**PROBLEM STATEMENT:** Write the listing out again in full. Every character must match.

*** Begin section ***

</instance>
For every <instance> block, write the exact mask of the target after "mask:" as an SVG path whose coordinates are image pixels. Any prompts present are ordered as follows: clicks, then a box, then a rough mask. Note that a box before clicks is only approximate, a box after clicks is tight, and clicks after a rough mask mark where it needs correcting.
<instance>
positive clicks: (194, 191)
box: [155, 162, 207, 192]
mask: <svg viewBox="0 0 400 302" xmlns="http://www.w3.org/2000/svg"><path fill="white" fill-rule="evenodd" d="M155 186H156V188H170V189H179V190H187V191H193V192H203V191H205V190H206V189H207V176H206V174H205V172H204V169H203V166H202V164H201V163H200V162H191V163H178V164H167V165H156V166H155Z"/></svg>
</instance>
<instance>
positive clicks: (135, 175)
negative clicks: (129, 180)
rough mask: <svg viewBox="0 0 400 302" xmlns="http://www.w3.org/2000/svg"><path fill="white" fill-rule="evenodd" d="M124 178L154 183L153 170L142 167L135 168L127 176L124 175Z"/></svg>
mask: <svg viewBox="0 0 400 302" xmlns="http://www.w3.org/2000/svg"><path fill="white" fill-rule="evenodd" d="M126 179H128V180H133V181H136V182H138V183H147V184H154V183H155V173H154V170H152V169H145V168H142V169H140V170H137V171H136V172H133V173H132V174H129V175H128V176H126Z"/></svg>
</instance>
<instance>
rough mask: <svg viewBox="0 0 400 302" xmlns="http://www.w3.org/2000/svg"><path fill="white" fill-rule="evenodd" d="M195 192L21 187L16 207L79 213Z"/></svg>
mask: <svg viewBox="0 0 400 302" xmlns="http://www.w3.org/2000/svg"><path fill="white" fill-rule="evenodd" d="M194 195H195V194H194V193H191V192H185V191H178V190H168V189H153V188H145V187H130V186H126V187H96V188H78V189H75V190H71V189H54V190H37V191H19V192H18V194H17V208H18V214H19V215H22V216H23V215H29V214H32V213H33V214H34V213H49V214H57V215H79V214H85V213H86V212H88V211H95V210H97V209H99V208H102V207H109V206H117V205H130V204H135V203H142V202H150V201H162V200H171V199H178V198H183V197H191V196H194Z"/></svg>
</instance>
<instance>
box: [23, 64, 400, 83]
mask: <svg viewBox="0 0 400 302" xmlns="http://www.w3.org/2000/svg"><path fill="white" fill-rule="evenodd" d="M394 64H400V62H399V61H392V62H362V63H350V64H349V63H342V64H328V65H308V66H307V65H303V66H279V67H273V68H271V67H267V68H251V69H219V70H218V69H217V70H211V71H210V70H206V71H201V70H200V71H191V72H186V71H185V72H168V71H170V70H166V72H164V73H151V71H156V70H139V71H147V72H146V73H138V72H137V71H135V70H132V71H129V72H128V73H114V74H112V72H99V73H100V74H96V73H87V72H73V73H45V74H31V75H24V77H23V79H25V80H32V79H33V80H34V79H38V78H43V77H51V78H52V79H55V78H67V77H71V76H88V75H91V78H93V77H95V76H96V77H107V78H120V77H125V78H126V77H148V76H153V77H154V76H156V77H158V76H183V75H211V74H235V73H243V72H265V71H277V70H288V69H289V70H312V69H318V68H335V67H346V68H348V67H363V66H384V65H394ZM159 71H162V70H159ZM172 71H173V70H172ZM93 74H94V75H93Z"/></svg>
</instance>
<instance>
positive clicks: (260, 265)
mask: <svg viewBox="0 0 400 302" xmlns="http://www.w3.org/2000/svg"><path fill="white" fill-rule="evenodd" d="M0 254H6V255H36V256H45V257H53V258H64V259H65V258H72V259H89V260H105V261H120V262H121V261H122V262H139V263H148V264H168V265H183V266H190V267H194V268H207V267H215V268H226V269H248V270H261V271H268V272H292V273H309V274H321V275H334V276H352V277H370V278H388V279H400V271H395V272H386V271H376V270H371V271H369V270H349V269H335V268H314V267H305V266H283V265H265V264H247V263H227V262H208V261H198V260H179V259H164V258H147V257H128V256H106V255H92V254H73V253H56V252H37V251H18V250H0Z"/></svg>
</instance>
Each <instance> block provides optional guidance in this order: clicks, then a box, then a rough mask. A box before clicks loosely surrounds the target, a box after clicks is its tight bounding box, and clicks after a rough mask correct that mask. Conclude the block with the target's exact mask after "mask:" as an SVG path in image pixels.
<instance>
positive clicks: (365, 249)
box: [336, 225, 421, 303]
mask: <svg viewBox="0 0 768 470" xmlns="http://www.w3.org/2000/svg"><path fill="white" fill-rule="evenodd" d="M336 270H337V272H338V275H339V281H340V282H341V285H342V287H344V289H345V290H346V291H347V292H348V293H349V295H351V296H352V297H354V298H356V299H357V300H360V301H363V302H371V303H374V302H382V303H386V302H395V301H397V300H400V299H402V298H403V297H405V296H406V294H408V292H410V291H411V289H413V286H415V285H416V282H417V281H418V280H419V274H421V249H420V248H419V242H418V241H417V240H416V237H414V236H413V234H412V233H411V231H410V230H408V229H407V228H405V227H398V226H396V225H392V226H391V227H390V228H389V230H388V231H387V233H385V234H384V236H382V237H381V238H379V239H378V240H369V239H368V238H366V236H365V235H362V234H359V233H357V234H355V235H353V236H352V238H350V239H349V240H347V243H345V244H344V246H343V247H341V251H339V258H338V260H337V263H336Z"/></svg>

*** End section ***

**YOUR SOLUTION:**
</instance>
For every <instance> block, write the exact mask of the target after "mask:" as an SVG path whose coordinates are image pixels. Any prompts present are ordered as follows: clicks, then a box, then a rough mask. Note that a box before clicks is only approximate, a box after clicks is tight, and clicks after a rough mask mark where it needs correcting.
<instance>
positive clicks: (194, 191)
box: [155, 162, 207, 192]
mask: <svg viewBox="0 0 400 302" xmlns="http://www.w3.org/2000/svg"><path fill="white" fill-rule="evenodd" d="M155 186H156V188H170V189H179V190H187V191H193V192H203V191H205V190H206V189H207V176H206V174H205V172H204V169H203V166H202V164H201V163H200V162H191V163H178V164H167V165H156V166H155Z"/></svg>
</instance>
<instance>
positive clicks: (135, 175)
negative clicks: (129, 180)
rough mask: <svg viewBox="0 0 400 302" xmlns="http://www.w3.org/2000/svg"><path fill="white" fill-rule="evenodd" d="M124 178L154 183L153 170L142 167L135 168L127 176L124 175Z"/></svg>
mask: <svg viewBox="0 0 400 302" xmlns="http://www.w3.org/2000/svg"><path fill="white" fill-rule="evenodd" d="M126 179H128V180H133V181H136V182H138V183H147V184H154V183H155V173H154V170H152V169H145V168H142V169H140V170H137V171H136V172H133V173H132V174H129V175H128V176H126Z"/></svg>
</instance>
<instance>
rough mask: <svg viewBox="0 0 400 302" xmlns="http://www.w3.org/2000/svg"><path fill="white" fill-rule="evenodd" d="M195 192L21 187L16 207L79 213Z"/></svg>
mask: <svg viewBox="0 0 400 302" xmlns="http://www.w3.org/2000/svg"><path fill="white" fill-rule="evenodd" d="M194 195H195V194H194V193H191V192H185V191H178V190H168V189H153V188H145V187H130V186H126V187H96V188H78V189H75V190H71V189H54V190H37V191H19V192H18V194H17V208H18V214H19V215H22V216H23V215H29V214H32V213H33V214H34V213H49V214H57V215H79V214H85V213H86V212H88V211H95V210H97V209H99V208H102V207H109V206H117V205H130V204H135V203H142V202H150V201H162V200H171V199H178V198H183V197H191V196H194Z"/></svg>
</instance>
<instance>
box: [23, 64, 400, 83]
mask: <svg viewBox="0 0 400 302" xmlns="http://www.w3.org/2000/svg"><path fill="white" fill-rule="evenodd" d="M394 64H400V62H399V61H392V62H362V63H350V64H349V63H342V64H328V65H308V66H307V65H303V66H279V67H273V68H271V67H267V68H251V69H219V70H218V69H217V70H211V71H210V70H206V71H201V70H200V71H191V72H186V71H185V72H168V71H170V70H166V72H164V73H151V71H156V70H139V71H147V72H146V73H138V72H137V71H135V70H132V71H129V72H128V73H114V74H112V72H99V73H100V74H96V73H87V72H73V73H45V74H31V75H24V77H23V79H25V80H32V79H33V80H34V79H38V78H43V77H51V78H52V79H55V78H67V77H71V76H88V75H91V78H93V77H95V76H96V77H107V78H120V77H125V78H126V77H148V76H153V77H154V76H156V77H158V76H183V75H211V74H235V73H243V72H265V71H277V70H288V69H289V70H312V69H318V68H335V67H346V68H348V67H363V66H384V65H394ZM159 71H162V70H159ZM172 71H173V70H172ZM93 74H94V75H93Z"/></svg>
</instance>
<instance>
positive clicks: (260, 265)
mask: <svg viewBox="0 0 400 302" xmlns="http://www.w3.org/2000/svg"><path fill="white" fill-rule="evenodd" d="M0 254H6V255H36V256H45V257H53V258H64V259H65V258H72V259H89V260H105V261H120V262H121V261H122V262H139V263H148V264H168V265H183V266H190V267H194V268H207V267H215V268H226V269H248V270H261V271H268V272H292V273H309V274H321V275H334V276H352V277H370V278H388V279H400V271H395V272H386V271H376V270H371V271H369V270H349V269H335V268H314V267H305V266H283V265H265V264H247V263H227V262H208V261H198V260H179V259H164V258H147V257H128V256H106V255H92V254H73V253H56V252H37V251H18V250H0Z"/></svg>
</instance>
Each <instance> block provides optional guidance in this order: clicks, then a box, then a rough mask. A box before clicks loosely surrounds the target, a box after clicks is its tight bounding box, and clicks after a rough mask correct that mask. Conclude the block with the target's exact mask after "mask:" as an SVG path in image pixels.
<instance>
positive clicks: (365, 249)
box: [336, 225, 421, 303]
mask: <svg viewBox="0 0 768 470" xmlns="http://www.w3.org/2000/svg"><path fill="white" fill-rule="evenodd" d="M336 270H337V272H338V275H339V281H340V282H341V285H342V287H344V289H345V290H346V291H347V292H348V293H349V295H351V296H352V297H354V298H356V299H357V300H360V301H363V302H371V303H374V302H382V303H386V302H395V301H397V300H400V299H402V298H403V297H405V296H406V294H408V292H410V291H411V289H413V286H415V285H416V282H417V281H418V280H419V274H421V249H420V248H419V242H418V241H417V240H416V237H414V236H413V234H412V233H411V231H410V230H408V229H407V228H405V227H398V226H396V225H392V226H391V227H390V228H389V230H388V231H387V233H385V234H384V236H382V237H381V238H379V239H378V240H369V239H368V238H366V236H365V235H362V234H359V233H357V234H355V235H353V236H352V238H350V239H349V240H347V243H345V244H344V246H343V247H341V251H339V258H338V260H337V263H336Z"/></svg>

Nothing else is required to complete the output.